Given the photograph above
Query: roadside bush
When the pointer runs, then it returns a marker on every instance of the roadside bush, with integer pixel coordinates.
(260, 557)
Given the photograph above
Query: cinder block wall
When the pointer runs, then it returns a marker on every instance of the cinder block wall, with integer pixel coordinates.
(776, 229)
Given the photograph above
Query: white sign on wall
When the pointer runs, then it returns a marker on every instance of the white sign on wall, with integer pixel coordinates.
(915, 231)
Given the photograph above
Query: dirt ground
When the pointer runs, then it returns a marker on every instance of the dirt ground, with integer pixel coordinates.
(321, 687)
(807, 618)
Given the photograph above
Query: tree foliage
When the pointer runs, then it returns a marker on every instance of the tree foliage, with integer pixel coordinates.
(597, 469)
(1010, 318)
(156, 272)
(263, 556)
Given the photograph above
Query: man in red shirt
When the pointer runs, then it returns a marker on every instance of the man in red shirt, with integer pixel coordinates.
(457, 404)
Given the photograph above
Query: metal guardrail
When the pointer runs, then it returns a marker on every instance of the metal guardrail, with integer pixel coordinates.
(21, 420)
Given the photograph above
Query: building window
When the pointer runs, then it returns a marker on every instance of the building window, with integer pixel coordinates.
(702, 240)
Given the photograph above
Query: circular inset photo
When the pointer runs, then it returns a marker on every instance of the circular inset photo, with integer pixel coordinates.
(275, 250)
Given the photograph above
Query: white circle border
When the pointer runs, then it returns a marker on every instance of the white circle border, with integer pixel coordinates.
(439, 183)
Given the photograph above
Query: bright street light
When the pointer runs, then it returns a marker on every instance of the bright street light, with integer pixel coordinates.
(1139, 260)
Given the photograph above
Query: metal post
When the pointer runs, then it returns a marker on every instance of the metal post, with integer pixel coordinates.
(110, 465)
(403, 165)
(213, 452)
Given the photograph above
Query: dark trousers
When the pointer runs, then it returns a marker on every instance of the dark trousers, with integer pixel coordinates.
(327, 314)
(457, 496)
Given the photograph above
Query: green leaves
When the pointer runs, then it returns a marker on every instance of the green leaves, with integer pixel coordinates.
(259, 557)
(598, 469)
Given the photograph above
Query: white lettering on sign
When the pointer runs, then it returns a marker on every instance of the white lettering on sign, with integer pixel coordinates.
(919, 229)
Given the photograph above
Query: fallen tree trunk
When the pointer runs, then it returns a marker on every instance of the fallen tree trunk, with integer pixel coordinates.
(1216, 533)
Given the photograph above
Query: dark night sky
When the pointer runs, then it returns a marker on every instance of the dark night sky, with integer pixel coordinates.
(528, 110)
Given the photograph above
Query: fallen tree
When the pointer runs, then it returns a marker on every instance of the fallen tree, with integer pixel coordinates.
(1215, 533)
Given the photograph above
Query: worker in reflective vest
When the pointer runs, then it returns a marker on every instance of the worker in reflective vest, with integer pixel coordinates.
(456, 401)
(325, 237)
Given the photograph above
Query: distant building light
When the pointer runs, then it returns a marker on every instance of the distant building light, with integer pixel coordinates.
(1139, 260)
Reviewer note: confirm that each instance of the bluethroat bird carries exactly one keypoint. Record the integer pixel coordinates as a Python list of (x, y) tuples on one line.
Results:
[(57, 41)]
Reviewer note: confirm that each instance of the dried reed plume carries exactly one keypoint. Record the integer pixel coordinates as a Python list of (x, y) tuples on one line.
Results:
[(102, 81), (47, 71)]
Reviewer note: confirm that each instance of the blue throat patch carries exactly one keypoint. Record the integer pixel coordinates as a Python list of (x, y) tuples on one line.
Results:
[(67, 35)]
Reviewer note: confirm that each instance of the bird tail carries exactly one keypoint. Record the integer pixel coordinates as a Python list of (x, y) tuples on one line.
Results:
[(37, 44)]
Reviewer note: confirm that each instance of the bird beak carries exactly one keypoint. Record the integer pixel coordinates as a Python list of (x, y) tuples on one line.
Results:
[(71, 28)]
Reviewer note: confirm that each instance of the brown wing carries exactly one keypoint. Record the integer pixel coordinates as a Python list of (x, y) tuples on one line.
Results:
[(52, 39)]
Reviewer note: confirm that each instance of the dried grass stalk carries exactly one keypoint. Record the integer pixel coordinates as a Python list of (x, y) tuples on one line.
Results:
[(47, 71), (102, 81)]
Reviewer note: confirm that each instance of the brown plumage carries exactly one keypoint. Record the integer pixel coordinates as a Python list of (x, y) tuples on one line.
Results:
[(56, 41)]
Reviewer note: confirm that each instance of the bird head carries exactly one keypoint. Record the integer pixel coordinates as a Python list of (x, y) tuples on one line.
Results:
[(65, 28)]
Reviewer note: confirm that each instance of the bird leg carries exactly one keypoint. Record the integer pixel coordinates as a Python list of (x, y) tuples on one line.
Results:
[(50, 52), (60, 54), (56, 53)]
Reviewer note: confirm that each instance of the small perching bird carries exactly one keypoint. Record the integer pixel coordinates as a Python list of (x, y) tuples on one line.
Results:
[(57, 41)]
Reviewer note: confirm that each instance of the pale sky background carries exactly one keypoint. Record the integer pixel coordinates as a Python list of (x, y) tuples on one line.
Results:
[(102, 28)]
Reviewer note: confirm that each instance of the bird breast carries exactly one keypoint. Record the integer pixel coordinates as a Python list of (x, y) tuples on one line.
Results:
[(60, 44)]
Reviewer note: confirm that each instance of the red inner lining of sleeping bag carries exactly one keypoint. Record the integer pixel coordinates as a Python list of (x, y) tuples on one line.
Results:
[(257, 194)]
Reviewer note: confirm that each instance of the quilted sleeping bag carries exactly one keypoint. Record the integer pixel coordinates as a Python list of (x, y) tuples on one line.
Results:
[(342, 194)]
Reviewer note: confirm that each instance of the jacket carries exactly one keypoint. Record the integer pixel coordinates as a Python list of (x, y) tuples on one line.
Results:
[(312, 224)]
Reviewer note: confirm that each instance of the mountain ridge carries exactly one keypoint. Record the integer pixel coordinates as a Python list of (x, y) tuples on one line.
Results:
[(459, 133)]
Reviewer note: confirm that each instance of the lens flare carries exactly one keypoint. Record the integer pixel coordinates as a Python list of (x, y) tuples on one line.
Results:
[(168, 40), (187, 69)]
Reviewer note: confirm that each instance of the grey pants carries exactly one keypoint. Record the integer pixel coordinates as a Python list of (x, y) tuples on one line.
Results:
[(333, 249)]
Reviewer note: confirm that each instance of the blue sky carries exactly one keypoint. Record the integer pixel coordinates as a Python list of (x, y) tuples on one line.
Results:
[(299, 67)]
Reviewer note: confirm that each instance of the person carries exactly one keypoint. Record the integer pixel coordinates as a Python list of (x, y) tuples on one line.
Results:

################

**TASK TO COMPLETE**
Each record is to be retyped exactly as it appears.

**SOLUTION TO THIS EXERCISE**
Given the photograph above
Query: roadside bush
When the pointer runs, then it returns a marker on every instance of the roadside bush, with integer pixel coordinates.
(260, 557)
Given the photograph above
Query: cinder block wall
When the pointer runs, then it returns a marker on every instance of the cinder block wall, with integer pixel coordinates.
(776, 229)
Given the photograph above
Query: white sign on wall
When the pointer runs, then it returns a marker on every instance of the white sign on wall, with integer pixel coordinates.
(915, 231)
Given the photograph above
Query: dirt ground
When the pointer runs, then it returns a marker on every instance of the dirt ground, with integer pixel coordinates.
(321, 687)
(807, 618)
Given the photograph above
Query: tree foliage
When the pointer runs, then it returns a marker on every instance of the tree foliage, with integer pixel coordinates.
(597, 469)
(1010, 318)
(156, 272)
(263, 556)
Given the photograph above
Query: man in red shirt
When the pointer runs, then it returns a marker on every instance of the man in red shirt, with integer pixel coordinates.
(457, 404)
Given the photograph above
Query: metal guardrail
When the pointer runs, then it returns a marker on every instance of the metal guardrail, with integer pixel coordinates.
(21, 420)
Given the photograph above
Query: building window
When the pointer runs, then it returns a marker on every instance of the building window, with integer pixel coordinates.
(702, 240)
Given the photograph above
Query: circular inset photo
When the pointer runs, then it returns a marker on every instance of the circular inset photo, with integer pixel coordinates.
(275, 250)
Given the photograph above
Query: white circle border
When the pointer runs, then it returns a marker on every instance of the white circle border, with integer pixel coordinates.
(439, 183)
Given the photograph above
Query: bright street light
When the pointer runs, then it returns a marker on every instance of the bright street light, with integer pixel coordinates.
(1139, 260)
Given the photograph above
Query: metal post
When the pointer runs, then it returns a marker on every instance of the metal post, with integer pixel coordinates.
(110, 465)
(403, 165)
(213, 452)
Given the photograph above
Query: dark trousers
When the pointer runs, then it returns a marker on every instance of the dark trousers, with integer pixel coordinates.
(327, 314)
(457, 496)
Given the photograph above
Query: green leaves
When the pointer runs, then it returns a marker on every instance of the green leaves, with integer pixel coordinates.
(259, 557)
(598, 469)
Given the photograph above
Query: white lettering on sign
When the pointer runs, then it returns a marker on every instance of the white lettering on sign, with integer pixel coordinates.
(919, 229)
Given the photograph above
Query: fallen tree trunk
When the pointer runs, then it returns a marker on every instance of the fallen tree trunk, with integer pixel coordinates.
(1216, 533)
Given the photograph above
Query: dark night sky
When the pointer runs, then it returns a marker on every instance of the dark night sky, with integer pixel coordinates.
(528, 110)
Given the photograph above
Query: fallen tree
When the pointer runs, then it returns a marker on every instance of the fallen tree, with integer pixel coordinates.
(1215, 533)
Given the photograph above
Query: worker in reflective vest
When the pointer runs, then it returns a marker on every instance of the worker in reflective vest, with integer pixel coordinates.
(456, 401)
(325, 237)
Given the photograph above
Query: distant building light
When the pointer runs, then it returns a marker on every instance of the distant building light, with integer pixel coordinates.
(1139, 260)
Reviewer note: confirm that each instance of the bluethroat bird carries exactly one keypoint. Record the integer pixel coordinates as a Python list of (x, y) tuples on one line.
Results:
[(57, 41)]
Reviewer note: confirm that each instance of the dried reed plume carries exactly one keypoint. Record the integer pixel coordinates as a Python list of (x, y) tuples on one line.
Results:
[(102, 81), (47, 71)]
Reviewer note: confirm that each instance of the blue throat patch carries exactly one keypoint. Record the integer pixel coordinates as a Python list of (x, y) tuples on one line.
Results:
[(67, 35)]
Reviewer note: confirm that each instance of the bird tail carries exactly one keypoint. Record the integer pixel coordinates as a Python list of (x, y) tuples on one line.
Results:
[(37, 44)]
Reviewer note: confirm that each instance of the bird beak carries exactly one keypoint. Record the integer pixel coordinates as a Python list of (x, y) tuples on one line.
Results:
[(71, 28)]
Reviewer note: confirm that each instance of the brown wing carries exactly one keypoint. Record the integer pixel coordinates as a Python list of (x, y) tuples on one line.
Results:
[(52, 39)]
Reviewer note: confirm that each instance of the dried grass stalk carries exactly one keypoint. Record the integer pixel coordinates as a Python list of (x, y) tuples on one line.
Results:
[(47, 71), (102, 81)]
Reviewer note: confirm that each instance of the brown plumage carries exactly one keypoint. Record the integer pixel coordinates as a Python list of (x, y) tuples on one line.
Results:
[(56, 41)]
Reviewer note: confirm that each instance of the bird head carries exactly one keypoint. Record the integer pixel coordinates as a Python list of (x, y) tuples on one line.
Results:
[(65, 28)]
Reviewer note: confirm that each instance of the bird leg carries exactly one keypoint. Record the integer pixel coordinates as a Python list of (x, y) tuples on one line.
Results:
[(50, 52), (60, 54), (56, 53)]
Reviewer note: confirm that each instance of the small perching bird carries exactly one keypoint. Record the integer pixel coordinates as a Python list of (x, y) tuples on one line.
Results:
[(57, 41)]
Reviewer note: confirm that each instance of the pale sky background carries exactly one keypoint. Record the integer pixel coordinates as a Python list of (x, y) tuples on one line.
Results:
[(102, 28)]
Reviewer note: confirm that each instance of the bird breast carries exactly one keypoint. Record the integer pixel coordinates as a Python list of (x, y) tuples on one line.
Results:
[(60, 44)]
Reviewer note: confirm that each instance of the red inner lining of sleeping bag carries exactly one keypoint. Record the integer pixel coordinates as a Python list of (x, y) tuples on one line.
Results:
[(257, 194)]
Reviewer note: confirm that each instance of the quilted sleeping bag carries exactly one keypoint. Record the integer pixel coordinates as a Python list of (x, y) tuples on one line.
Results:
[(342, 194)]
Reviewer note: confirm that each instance of the jacket carries exactly one keypoint. Record the integer pixel coordinates as a Python list of (x, y) tuples on one line.
Results:
[(312, 224)]
Reviewer note: confirm that each instance of the mountain ridge carries exactly one keypoint. Record the integer pixel coordinates as a Python list of (x, y) tuples on one line.
Results:
[(459, 133)]
Reviewer note: confirm that each instance of the lens flare carries exactly one keypoint. Record the integer pixel coordinates as a Python list of (x, y) tuples on one line.
Results:
[(168, 40), (187, 69)]
Reviewer note: confirm that each instance of the grey pants carries exactly one keypoint. Record the integer pixel coordinates as a Python list of (x, y) tuples on one line.
Results:
[(333, 249)]
Reviewer note: confirm that each instance of the blue sky carries exactly one keypoint. Record the integer pixel coordinates as a Python list of (x, y) tuples on one line.
Results:
[(299, 67)]
Reviewer note: confirm that each instance of the person carries exactly one keypoint. Record the integer pixel coordinates as a Python list of (x, y) tuples on one line.
Results:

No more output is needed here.